**TASK INSTRUCTIONS:**
Show each line from the records below in which the word "shrub" occurs.

**GIVEN RECORDS:**
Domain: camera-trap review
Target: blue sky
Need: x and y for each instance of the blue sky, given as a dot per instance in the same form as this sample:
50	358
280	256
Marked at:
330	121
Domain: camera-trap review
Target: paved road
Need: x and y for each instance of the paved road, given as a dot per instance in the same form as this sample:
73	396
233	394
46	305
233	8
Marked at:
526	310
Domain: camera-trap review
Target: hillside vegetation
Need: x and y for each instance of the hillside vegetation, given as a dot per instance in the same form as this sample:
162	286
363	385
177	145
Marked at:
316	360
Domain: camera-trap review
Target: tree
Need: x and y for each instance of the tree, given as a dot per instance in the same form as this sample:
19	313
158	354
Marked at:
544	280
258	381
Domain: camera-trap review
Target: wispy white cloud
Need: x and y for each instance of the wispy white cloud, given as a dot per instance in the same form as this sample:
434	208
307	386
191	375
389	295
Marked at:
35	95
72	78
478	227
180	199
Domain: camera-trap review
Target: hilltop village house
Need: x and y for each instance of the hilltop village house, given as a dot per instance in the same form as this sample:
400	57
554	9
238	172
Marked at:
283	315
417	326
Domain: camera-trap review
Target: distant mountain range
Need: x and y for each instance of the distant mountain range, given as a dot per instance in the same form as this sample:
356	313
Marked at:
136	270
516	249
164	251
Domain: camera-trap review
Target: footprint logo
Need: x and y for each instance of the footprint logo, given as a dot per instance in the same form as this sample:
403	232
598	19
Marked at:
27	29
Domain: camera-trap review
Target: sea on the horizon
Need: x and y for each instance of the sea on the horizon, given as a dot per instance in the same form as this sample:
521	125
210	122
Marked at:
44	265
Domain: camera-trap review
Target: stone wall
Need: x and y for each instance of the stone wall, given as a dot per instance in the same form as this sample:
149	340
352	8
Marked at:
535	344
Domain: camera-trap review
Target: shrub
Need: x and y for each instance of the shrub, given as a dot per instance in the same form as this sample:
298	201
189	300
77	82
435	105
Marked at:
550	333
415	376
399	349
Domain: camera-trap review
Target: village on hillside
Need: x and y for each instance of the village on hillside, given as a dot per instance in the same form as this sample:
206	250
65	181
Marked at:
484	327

**YOUR SOLUTION:**
Target: shrub
Need: x and y for each instance of the shrub, given as a dot per instance in the same form as this sample:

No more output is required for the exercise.